EXCERPTED RECORDS:
○ ○ ○ ○
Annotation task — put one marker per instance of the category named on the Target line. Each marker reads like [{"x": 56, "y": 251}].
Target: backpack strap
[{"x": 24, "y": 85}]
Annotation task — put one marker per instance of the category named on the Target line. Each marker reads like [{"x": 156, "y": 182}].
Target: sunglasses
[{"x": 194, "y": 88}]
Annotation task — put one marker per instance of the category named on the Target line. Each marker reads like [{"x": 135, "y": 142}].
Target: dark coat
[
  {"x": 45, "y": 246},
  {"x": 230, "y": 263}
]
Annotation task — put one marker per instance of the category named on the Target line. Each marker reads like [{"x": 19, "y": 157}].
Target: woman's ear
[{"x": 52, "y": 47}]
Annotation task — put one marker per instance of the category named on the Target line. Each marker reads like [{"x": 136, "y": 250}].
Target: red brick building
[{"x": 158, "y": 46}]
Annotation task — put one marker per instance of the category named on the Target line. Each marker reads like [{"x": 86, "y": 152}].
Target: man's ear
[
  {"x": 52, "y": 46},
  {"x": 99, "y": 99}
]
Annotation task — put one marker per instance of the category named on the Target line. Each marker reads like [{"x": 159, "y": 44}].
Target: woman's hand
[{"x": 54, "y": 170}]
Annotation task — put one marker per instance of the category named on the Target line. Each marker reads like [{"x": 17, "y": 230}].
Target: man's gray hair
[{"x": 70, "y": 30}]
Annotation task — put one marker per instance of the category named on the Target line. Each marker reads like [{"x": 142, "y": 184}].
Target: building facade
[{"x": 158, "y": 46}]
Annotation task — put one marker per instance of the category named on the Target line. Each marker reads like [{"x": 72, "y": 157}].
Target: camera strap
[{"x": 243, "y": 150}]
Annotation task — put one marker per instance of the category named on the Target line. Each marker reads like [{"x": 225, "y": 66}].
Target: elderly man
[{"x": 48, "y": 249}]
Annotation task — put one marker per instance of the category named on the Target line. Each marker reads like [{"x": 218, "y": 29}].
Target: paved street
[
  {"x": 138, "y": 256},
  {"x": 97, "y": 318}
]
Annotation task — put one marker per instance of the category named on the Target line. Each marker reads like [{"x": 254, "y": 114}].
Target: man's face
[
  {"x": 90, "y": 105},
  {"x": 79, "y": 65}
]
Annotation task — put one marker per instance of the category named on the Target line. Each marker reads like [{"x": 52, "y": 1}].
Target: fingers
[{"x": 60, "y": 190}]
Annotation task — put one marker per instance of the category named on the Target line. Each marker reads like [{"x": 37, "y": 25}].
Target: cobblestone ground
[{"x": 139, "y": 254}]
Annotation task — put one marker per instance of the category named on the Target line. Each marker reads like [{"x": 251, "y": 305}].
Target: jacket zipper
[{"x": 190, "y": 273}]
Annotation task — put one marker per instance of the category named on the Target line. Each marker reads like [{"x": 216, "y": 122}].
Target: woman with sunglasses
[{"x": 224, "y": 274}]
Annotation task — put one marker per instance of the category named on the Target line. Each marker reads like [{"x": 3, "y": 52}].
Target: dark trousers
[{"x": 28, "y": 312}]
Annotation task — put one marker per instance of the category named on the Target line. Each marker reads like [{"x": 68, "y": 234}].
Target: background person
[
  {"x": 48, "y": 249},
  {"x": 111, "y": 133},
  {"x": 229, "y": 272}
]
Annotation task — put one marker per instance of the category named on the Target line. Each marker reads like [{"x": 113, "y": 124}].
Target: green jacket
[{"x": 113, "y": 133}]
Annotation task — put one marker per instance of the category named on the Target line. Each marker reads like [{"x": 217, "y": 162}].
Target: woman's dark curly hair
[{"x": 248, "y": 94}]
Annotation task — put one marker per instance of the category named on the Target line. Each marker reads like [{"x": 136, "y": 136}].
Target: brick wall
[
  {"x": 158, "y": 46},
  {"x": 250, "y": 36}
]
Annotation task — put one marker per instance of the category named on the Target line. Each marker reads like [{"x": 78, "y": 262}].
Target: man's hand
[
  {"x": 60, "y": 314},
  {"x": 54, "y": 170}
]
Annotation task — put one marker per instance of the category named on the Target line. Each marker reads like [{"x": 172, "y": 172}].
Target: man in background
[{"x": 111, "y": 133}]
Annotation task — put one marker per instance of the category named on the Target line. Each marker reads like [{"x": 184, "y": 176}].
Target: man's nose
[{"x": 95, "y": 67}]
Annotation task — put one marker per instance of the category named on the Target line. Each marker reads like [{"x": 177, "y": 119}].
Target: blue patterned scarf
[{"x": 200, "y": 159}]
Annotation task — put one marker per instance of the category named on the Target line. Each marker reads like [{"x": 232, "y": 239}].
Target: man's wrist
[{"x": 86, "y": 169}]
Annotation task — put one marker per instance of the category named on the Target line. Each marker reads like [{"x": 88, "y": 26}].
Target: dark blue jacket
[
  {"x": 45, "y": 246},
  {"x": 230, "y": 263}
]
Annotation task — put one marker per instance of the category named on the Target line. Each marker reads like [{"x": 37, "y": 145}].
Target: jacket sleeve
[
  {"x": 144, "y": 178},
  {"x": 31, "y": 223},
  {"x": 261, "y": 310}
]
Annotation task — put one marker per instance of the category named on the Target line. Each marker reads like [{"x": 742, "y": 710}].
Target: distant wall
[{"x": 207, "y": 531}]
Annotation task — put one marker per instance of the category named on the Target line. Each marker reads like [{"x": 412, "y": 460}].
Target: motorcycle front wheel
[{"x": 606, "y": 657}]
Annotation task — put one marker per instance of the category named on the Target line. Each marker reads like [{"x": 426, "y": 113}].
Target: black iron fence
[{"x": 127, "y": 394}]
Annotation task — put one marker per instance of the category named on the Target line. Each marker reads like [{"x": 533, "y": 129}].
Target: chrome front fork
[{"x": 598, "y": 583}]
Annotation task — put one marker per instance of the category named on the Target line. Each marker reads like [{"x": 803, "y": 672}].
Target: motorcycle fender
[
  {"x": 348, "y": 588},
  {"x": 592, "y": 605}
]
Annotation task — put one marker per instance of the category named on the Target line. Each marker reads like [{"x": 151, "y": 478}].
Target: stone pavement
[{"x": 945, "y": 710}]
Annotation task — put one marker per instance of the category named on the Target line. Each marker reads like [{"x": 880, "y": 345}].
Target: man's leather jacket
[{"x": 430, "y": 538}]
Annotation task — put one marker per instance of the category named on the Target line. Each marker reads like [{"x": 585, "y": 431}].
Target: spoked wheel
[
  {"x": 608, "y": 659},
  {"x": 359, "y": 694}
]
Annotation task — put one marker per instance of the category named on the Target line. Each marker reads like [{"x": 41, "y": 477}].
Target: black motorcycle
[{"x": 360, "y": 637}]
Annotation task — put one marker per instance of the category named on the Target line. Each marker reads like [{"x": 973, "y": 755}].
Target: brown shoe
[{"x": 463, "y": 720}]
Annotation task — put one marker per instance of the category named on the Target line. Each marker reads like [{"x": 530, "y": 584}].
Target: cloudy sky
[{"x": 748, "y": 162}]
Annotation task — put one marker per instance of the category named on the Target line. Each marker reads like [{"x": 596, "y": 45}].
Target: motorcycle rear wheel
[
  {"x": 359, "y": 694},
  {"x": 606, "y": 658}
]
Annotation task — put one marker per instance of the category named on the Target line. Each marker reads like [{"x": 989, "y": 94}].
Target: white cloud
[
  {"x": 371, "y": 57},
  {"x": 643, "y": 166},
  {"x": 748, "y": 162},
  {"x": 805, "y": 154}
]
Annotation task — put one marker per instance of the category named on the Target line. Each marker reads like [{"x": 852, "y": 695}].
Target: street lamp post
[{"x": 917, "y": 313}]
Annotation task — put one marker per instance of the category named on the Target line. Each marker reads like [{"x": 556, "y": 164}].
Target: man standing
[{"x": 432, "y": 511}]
○ ○ ○ ○
ACTIVITY:
Going line by line, set down the data above exactly as given.

YOUR SOLUTION:
Annotation task — put one marker per instance of the category named on the Target line. Each marker reads like [{"x": 56, "y": 251}].
Target: backpack strap
[{"x": 24, "y": 85}]
Annotation task — put one marker per instance of the category named on the Target line. Each marker reads like [{"x": 156, "y": 182}].
Target: sunglasses
[{"x": 194, "y": 88}]
Annotation task — put one marker per instance of the category named on the Target line. Each marker reads like [{"x": 135, "y": 142}].
Target: dark coat
[
  {"x": 45, "y": 246},
  {"x": 230, "y": 263}
]
Annotation task — put one marker per instance of the category named on the Target line. Each marker reads like [{"x": 19, "y": 157}].
Target: woman's ear
[{"x": 52, "y": 47}]
Annotation task — put one marker per instance of the category named on the Target line. Each marker reads like [{"x": 136, "y": 250}].
Target: red brick building
[{"x": 158, "y": 46}]
Annotation task — put one marker per instance of the category named on the Target line. Each marker reads like [{"x": 86, "y": 152}].
Target: man's ear
[
  {"x": 52, "y": 46},
  {"x": 99, "y": 99}
]
Annotation task — put one marker per instance of the category named on the Target line. Each marker reads like [{"x": 159, "y": 44}].
Target: woman's hand
[{"x": 54, "y": 170}]
Annotation task — put one marker per instance of the category named on the Target line. Each marker reads like [{"x": 17, "y": 230}].
Target: man's gray hair
[{"x": 70, "y": 30}]
Annotation task — put one marker per instance of the category named on the Target line. Each marker reads like [{"x": 142, "y": 184}].
Target: building facade
[{"x": 158, "y": 46}]
Annotation task — put one marker per instance of the category named on the Target line. Each marker reads like [{"x": 72, "y": 157}].
Target: camera strap
[{"x": 243, "y": 150}]
Annotation task — put one marker per instance of the category named on the Target line. Each marker reads like [{"x": 225, "y": 66}].
Target: elderly man
[{"x": 48, "y": 249}]
Annotation task — put one marker per instance of the category named on the Target line. Each marker reads like [{"x": 218, "y": 29}].
Target: paved street
[
  {"x": 138, "y": 256},
  {"x": 97, "y": 318}
]
Annotation task — put one marker per instance of the category named on the Target line. Each marker reads like [{"x": 254, "y": 114}].
Target: man's face
[
  {"x": 90, "y": 105},
  {"x": 79, "y": 65}
]
Annotation task — put one marker per instance of the category named on the Target line. Each marker reads like [{"x": 52, "y": 1}].
Target: fingers
[{"x": 60, "y": 190}]
Annotation task — put one marker per instance of the category named on the Target line. Each marker reads like [{"x": 37, "y": 25}].
Target: cobblestone ground
[{"x": 139, "y": 254}]
Annotation task — put one marker per instance of the category named on the Target line. Each marker reads like [{"x": 251, "y": 305}].
Target: jacket zipper
[{"x": 190, "y": 273}]
Annotation task — put one marker per instance of the category named on the Target line. Each marker reads like [{"x": 216, "y": 122}].
Target: woman with sunglasses
[{"x": 224, "y": 274}]
Annotation task — put one marker per instance of the category named on the Target line. Each marker reads like [{"x": 3, "y": 52}].
Target: dark trousers
[{"x": 28, "y": 312}]
Annotation task — put one marker per instance of the category named on the Target line. Each marker reads like [{"x": 68, "y": 234}].
Target: background person
[
  {"x": 48, "y": 249},
  {"x": 111, "y": 133},
  {"x": 229, "y": 272}
]
Annotation task — put one marker per instance of the category named on the Target line. Each marker reads like [{"x": 113, "y": 124}].
Target: green jacket
[{"x": 113, "y": 133}]
Annotation task — put one marker per instance of the category named on the Target line. Each marker reads like [{"x": 217, "y": 162}].
Target: woman's dark curly hair
[{"x": 248, "y": 94}]
Annotation task — put one marker per instance of the category named on the Target line. Each marker reads like [{"x": 136, "y": 136}].
Target: brick wall
[
  {"x": 158, "y": 46},
  {"x": 250, "y": 36}
]
Annotation task — put one marker per instance of the category named on the Target line. Each marker reads like [{"x": 78, "y": 262}].
Target: man's hand
[
  {"x": 60, "y": 314},
  {"x": 54, "y": 170}
]
Annotation task — put one marker per instance of the category named on the Target line. Each marker reads like [{"x": 172, "y": 172}].
Target: man in background
[{"x": 111, "y": 133}]
Annotation task — put one marker per instance of the category named on the Target line. Each marker reads like [{"x": 184, "y": 176}].
Target: man's nose
[{"x": 95, "y": 67}]
Annotation task — put one marker per instance of the category named on the Target line. Each marker reads like [{"x": 177, "y": 119}].
Target: blue patterned scarf
[{"x": 200, "y": 159}]
Annotation task — put one marker per instance of the category named on the Target line. Each marker reads like [{"x": 232, "y": 239}].
Target: man's wrist
[{"x": 86, "y": 169}]
Annotation task — put one marker per instance of the category named on the Target line. Each marker reads like [{"x": 88, "y": 26}].
Target: dark blue jacket
[
  {"x": 45, "y": 246},
  {"x": 230, "y": 263}
]
Annotation task — put one marker per instance of the category named on the Target line. Each marker reads like [{"x": 37, "y": 145}].
Target: jacket sleeve
[
  {"x": 144, "y": 178},
  {"x": 31, "y": 223},
  {"x": 261, "y": 310}
]
Annotation task — put one marker per instance of the category named on the Target line. Each marker reads like [{"x": 742, "y": 710}].
Target: distant wall
[{"x": 207, "y": 531}]
Annotation task — put one marker per instance of the category named on the Target line. Each marker reads like [{"x": 412, "y": 460}].
Target: motorcycle front wheel
[{"x": 606, "y": 657}]
Annotation task — put one marker per instance of the category named on the Target line. Each marker reads like [{"x": 426, "y": 113}].
Target: black iron fence
[{"x": 127, "y": 394}]
Annotation task — put one marker per instance of the category named on the Target line. Each marker reads like [{"x": 533, "y": 129}].
Target: chrome front fork
[{"x": 598, "y": 583}]
Annotation task — put one marker per instance of the category named on the Target line. Each marker reads like [{"x": 803, "y": 672}].
Target: motorcycle fender
[
  {"x": 348, "y": 588},
  {"x": 592, "y": 605}
]
Annotation task — put one marker per instance of the category named on the Target line. Each marker reads like [{"x": 151, "y": 478}].
Target: stone pavement
[{"x": 945, "y": 710}]
Annotation task — put one marker per instance of the category named on the Target line. Each marker reads like [{"x": 880, "y": 345}].
Target: man's leather jacket
[{"x": 430, "y": 538}]
Annotation task — put one marker per instance of the category named on the Target line. Each marker reads like [{"x": 585, "y": 431}].
Target: spoked wheel
[
  {"x": 608, "y": 659},
  {"x": 359, "y": 694}
]
Annotation task — put one marker per instance of the category named on the Target line. Each marker reads like [{"x": 41, "y": 477}].
Target: black motorcycle
[{"x": 360, "y": 637}]
Annotation task — put one marker per instance of the category named on the Target line. Each marker reads like [{"x": 973, "y": 755}].
Target: brown shoe
[{"x": 463, "y": 720}]
Annotation task — put one marker per instance of the category named on the Target line. Each marker reads like [{"x": 530, "y": 584}].
Target: cloudy sky
[{"x": 748, "y": 162}]
Annotation task — put one marker per instance of the category named on the Target line. Each marker reads like [{"x": 596, "y": 45}].
Target: motorcycle rear wheel
[
  {"x": 359, "y": 694},
  {"x": 606, "y": 658}
]
Annotation task — put one marker per instance of the category named on the Target line. Each marker reads like [{"x": 989, "y": 94}].
Target: white cloud
[
  {"x": 371, "y": 57},
  {"x": 643, "y": 166},
  {"x": 748, "y": 162},
  {"x": 805, "y": 154}
]
Annotation task — put one marker per instance of the category named on the Target line. Each marker reads like [{"x": 852, "y": 695}].
Target: street lamp post
[{"x": 917, "y": 313}]
Annotation task — put one marker per instance of the category named on the Target line. Each marker reads like [{"x": 556, "y": 164}].
Target: man standing
[{"x": 432, "y": 511}]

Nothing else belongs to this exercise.